◆ GOAL
Can you write out everything from the line containing "Note: pick out the shoulder" down to the line containing "column 165, row 241", replacing "smile" with "grin" and leaving all else unchanged?

★ ★ ★ ★ ★ ★ ★

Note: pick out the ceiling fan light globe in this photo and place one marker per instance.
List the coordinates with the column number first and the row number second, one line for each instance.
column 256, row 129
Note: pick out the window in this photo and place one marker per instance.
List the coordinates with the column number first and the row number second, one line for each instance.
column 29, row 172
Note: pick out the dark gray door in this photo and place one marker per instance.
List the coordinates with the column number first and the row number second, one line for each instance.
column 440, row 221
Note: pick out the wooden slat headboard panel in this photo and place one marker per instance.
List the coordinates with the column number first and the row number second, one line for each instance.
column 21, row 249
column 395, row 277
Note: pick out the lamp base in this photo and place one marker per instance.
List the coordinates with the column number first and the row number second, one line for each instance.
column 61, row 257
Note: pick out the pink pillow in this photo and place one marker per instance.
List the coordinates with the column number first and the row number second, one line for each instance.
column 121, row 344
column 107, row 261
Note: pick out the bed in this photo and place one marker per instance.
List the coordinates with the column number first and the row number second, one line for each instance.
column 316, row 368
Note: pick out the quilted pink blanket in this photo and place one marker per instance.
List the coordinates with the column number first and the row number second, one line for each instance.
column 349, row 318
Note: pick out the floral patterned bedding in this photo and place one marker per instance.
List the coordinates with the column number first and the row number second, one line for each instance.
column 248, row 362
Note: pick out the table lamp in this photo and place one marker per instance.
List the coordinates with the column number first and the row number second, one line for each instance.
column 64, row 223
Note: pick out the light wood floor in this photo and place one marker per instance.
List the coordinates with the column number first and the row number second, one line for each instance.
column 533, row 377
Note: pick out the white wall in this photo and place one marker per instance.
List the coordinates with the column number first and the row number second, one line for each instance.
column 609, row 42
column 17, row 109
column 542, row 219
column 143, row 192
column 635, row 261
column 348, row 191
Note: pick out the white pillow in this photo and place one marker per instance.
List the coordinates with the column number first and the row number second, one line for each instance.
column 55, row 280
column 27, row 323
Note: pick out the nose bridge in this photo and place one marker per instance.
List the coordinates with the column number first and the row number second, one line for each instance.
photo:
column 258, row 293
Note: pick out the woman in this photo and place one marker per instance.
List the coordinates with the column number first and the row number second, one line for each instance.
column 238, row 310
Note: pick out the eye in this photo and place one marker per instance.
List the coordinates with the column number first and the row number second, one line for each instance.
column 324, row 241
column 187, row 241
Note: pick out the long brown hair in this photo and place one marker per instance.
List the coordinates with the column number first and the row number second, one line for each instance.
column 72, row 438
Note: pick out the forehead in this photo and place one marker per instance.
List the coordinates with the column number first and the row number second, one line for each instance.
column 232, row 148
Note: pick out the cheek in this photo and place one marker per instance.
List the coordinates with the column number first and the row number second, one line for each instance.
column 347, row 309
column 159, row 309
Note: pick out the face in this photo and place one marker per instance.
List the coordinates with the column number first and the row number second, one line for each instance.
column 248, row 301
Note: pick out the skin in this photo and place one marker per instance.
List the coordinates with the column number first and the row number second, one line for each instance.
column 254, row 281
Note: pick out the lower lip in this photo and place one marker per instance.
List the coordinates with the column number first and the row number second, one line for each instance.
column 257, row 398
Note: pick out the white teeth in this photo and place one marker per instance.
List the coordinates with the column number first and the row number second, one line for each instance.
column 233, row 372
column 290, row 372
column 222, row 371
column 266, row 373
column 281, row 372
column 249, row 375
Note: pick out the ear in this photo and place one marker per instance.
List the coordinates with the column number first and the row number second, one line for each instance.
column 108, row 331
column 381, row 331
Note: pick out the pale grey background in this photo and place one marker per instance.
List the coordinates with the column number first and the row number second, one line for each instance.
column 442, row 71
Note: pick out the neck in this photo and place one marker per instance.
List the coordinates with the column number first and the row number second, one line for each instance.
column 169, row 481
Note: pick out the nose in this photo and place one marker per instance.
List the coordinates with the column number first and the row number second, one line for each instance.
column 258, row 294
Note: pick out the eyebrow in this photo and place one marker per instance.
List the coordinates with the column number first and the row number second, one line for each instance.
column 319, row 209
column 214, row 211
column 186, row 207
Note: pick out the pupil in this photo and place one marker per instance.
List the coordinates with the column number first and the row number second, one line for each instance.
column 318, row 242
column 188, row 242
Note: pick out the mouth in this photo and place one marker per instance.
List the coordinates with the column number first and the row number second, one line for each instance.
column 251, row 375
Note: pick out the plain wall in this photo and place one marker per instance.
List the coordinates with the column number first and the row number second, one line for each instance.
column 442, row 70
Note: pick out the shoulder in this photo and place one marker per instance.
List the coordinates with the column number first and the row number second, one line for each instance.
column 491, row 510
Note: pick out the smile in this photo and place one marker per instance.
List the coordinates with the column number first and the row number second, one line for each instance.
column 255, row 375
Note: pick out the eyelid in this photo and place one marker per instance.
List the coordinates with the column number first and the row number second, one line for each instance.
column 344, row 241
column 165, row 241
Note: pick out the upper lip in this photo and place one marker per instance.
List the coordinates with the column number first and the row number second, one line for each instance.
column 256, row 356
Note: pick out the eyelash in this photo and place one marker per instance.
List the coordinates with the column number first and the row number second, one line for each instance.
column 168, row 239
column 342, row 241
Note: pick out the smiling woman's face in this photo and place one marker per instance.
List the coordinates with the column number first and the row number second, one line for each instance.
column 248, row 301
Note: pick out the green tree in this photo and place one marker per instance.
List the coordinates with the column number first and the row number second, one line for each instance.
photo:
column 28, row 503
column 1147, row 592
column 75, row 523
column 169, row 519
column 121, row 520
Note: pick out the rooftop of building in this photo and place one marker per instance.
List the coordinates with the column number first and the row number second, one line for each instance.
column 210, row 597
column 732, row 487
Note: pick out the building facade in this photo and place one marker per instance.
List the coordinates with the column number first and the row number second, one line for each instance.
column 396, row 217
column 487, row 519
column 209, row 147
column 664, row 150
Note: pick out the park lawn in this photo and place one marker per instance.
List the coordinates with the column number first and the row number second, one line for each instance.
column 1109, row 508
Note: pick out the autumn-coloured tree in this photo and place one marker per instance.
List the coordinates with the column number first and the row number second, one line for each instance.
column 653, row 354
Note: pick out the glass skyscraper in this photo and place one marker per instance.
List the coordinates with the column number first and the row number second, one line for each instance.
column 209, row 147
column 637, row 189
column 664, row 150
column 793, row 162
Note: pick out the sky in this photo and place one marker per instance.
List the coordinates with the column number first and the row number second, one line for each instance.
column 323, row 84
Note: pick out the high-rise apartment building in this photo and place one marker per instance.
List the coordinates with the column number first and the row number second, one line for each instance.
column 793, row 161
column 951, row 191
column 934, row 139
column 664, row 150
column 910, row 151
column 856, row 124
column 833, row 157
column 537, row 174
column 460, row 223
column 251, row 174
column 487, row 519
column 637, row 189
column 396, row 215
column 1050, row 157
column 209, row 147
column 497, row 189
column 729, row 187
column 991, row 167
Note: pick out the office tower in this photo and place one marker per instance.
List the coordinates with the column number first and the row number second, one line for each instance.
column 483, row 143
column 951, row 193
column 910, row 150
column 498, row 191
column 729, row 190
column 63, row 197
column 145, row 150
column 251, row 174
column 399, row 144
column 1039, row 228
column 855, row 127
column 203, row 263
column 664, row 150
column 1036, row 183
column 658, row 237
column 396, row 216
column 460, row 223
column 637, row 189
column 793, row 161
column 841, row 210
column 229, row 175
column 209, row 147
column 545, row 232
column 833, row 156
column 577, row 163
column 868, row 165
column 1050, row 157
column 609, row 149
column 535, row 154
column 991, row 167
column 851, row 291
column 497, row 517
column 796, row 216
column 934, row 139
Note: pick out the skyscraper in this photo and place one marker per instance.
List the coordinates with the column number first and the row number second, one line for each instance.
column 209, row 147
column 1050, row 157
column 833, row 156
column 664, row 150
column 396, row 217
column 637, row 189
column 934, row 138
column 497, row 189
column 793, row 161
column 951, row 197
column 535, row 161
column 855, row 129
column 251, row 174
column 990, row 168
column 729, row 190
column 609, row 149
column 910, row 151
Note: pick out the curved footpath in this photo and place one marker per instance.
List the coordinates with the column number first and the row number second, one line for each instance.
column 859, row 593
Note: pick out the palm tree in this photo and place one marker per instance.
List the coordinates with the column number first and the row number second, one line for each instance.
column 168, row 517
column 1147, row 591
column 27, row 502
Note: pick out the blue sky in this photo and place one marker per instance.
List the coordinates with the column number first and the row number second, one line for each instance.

★ ★ ★ ★ ★ ★ ★

◆ PROBLEM SOLUTION
Note: pick out the shoulder in this photo and place one marker per instance.
List the coordinates with the column number first and the row number second, one line for each instance.
column 491, row 510
Note: pick out the grin in this photo and place one marker per instance.
List the coordinates with the column number first and the row number second, one line for each instance.
column 255, row 375
Note: pick out the eyelid in this photo and place one marker per instance.
List the coordinates with the column number first and the row number second, one line for each instance.
column 344, row 241
column 165, row 241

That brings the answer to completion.